_Problem description:_
Could you update the items starting at the line containing "point: entrance door" and ending with the last of the items, replacing "entrance door" with "front door" and leaving everything else unchanged? Return only those lines.
┄┄┄┄┄┄
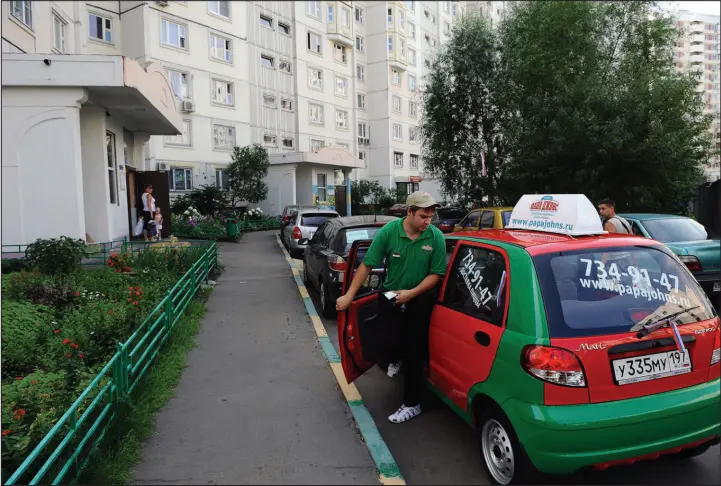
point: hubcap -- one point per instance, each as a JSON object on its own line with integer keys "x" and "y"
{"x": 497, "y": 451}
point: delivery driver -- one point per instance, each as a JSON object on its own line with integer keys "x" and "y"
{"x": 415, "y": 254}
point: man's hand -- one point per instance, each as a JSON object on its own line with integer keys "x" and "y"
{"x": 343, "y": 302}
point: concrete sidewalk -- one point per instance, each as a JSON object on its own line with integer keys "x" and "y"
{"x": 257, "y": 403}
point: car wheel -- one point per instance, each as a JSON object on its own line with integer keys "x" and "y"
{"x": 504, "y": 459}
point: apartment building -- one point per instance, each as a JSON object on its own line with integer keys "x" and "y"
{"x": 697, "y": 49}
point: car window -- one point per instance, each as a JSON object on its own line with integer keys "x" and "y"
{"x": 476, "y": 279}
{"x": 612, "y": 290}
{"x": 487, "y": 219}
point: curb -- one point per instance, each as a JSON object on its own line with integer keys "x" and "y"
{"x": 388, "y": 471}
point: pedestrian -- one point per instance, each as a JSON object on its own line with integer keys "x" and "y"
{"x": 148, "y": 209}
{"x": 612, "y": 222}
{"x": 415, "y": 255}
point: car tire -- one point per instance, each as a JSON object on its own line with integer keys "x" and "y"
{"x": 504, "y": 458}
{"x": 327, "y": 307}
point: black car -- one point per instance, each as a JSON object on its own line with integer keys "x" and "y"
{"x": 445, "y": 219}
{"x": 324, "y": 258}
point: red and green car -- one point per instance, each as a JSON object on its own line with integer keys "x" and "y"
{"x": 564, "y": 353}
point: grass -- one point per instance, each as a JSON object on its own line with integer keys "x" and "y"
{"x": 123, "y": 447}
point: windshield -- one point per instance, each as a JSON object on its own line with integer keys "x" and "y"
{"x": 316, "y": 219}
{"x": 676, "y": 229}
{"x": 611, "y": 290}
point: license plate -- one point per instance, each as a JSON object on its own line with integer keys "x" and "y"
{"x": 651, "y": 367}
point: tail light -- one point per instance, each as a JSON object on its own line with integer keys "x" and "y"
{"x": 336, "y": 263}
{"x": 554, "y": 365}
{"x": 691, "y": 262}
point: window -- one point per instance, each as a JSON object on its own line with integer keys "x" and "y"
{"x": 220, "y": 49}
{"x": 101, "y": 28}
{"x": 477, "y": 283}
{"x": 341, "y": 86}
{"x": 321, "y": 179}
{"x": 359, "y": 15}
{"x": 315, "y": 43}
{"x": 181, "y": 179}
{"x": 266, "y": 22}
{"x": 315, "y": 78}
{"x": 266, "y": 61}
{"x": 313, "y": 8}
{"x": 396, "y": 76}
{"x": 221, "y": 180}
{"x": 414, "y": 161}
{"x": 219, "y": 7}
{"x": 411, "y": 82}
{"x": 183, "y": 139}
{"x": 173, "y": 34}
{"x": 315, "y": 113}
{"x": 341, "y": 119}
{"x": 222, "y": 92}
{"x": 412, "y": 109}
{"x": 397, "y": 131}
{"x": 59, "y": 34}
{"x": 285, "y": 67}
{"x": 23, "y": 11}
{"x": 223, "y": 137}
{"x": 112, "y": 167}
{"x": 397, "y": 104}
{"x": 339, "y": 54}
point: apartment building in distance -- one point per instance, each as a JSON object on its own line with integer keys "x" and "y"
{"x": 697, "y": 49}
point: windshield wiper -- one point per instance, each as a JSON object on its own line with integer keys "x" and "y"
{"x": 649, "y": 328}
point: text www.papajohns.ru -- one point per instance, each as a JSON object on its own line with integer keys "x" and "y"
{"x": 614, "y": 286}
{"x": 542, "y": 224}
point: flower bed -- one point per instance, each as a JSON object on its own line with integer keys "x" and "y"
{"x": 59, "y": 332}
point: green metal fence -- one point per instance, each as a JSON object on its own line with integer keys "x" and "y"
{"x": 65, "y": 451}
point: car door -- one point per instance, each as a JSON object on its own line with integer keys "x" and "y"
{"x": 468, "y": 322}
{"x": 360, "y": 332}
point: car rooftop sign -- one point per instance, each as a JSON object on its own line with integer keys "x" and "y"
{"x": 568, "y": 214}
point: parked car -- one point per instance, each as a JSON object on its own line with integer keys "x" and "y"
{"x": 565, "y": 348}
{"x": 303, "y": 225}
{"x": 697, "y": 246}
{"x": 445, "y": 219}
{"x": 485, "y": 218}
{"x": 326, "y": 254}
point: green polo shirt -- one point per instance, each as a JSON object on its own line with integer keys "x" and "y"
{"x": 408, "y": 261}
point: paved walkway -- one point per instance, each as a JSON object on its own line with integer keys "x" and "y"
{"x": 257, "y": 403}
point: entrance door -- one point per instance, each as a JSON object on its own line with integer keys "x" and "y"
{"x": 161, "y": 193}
┄┄┄┄┄┄
_Output:_
point: front door -- one point per instance, each as a JSON object on its own line with integer keys "x" and "y"
{"x": 161, "y": 193}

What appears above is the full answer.